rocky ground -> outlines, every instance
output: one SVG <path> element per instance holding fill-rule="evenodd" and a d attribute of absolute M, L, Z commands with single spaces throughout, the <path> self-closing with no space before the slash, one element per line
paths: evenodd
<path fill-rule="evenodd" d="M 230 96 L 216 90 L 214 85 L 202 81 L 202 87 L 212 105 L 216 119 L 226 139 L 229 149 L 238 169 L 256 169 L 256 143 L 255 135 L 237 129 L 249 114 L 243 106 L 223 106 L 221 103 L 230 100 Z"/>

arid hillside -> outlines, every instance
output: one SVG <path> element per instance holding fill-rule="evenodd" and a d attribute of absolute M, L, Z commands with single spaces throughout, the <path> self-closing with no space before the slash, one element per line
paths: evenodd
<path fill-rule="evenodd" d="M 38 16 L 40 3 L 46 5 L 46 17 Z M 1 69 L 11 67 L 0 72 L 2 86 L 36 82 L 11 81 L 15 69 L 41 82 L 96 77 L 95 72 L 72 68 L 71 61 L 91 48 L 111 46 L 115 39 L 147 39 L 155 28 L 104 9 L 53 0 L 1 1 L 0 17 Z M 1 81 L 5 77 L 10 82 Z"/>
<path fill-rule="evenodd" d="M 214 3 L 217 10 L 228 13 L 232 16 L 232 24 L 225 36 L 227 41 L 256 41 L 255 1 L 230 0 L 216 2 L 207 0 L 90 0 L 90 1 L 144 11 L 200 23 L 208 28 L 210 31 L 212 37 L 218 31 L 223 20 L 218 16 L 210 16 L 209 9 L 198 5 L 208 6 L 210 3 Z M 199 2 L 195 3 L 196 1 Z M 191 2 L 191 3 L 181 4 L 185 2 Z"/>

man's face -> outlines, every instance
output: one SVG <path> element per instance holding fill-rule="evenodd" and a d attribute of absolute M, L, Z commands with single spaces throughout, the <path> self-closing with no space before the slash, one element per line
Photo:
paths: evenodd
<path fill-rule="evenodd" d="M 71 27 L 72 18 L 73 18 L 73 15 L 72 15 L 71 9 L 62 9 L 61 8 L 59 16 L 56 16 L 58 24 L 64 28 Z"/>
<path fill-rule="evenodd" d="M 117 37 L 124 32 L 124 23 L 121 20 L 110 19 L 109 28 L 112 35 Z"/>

#### Short task
Rewrite the listing above with "every instance" changed to "all instances" wherever it occurs, leaving everything else unchanged.

#### Answer to this problem
rocky ground -> outlines, all instances
output: one SVG <path> element per instance holding fill-rule="evenodd" and a d attribute of absolute M, L, Z commands with single spaces throughout, the <path> self-closing with no space before the slash, one element per line
paths: evenodd
<path fill-rule="evenodd" d="M 230 96 L 216 90 L 214 85 L 202 81 L 202 87 L 212 105 L 216 119 L 226 139 L 229 149 L 238 169 L 256 169 L 256 143 L 255 135 L 237 129 L 249 114 L 243 106 L 223 106 L 221 103 L 230 100 Z"/>

arid hillside -> outlines, all instances
output: one SVG <path> element per instance holding fill-rule="evenodd" and a d attribute of absolute M, L, Z commands with single spaces throughout, the <path> self-closing with no space before the slash, one element per line
paths: evenodd
<path fill-rule="evenodd" d="M 38 16 L 40 3 L 46 5 L 46 17 Z M 1 69 L 11 67 L 0 72 L 2 86 L 36 82 L 11 81 L 15 69 L 41 82 L 96 77 L 95 72 L 72 68 L 71 61 L 91 48 L 111 46 L 115 39 L 147 39 L 155 28 L 104 9 L 53 0 L 1 1 L 0 17 Z M 1 81 L 5 77 L 10 82 Z"/>
<path fill-rule="evenodd" d="M 214 3 L 217 10 L 228 13 L 232 16 L 232 24 L 225 36 L 227 41 L 256 41 L 255 1 L 230 0 L 216 2 L 207 0 L 90 0 L 90 1 L 144 11 L 200 23 L 208 28 L 210 31 L 212 37 L 218 31 L 223 20 L 218 16 L 210 16 L 209 9 L 198 5 L 208 6 L 210 3 Z M 199 2 L 195 3 L 196 1 Z M 191 2 L 191 3 L 181 4 L 185 2 Z"/>

man's face -> outlines, all instances
output: one SVG <path> element per instance holding fill-rule="evenodd" and a d attribute of absolute M, L, Z commands with single spaces throughout, the <path> self-closing with no space before the slash, one element per line
Photo:
paths: evenodd
<path fill-rule="evenodd" d="M 71 27 L 72 18 L 73 18 L 73 15 L 72 15 L 71 9 L 62 9 L 61 8 L 59 16 L 56 16 L 58 24 L 64 28 Z"/>
<path fill-rule="evenodd" d="M 117 37 L 124 32 L 124 23 L 121 20 L 110 19 L 109 28 L 112 35 Z"/>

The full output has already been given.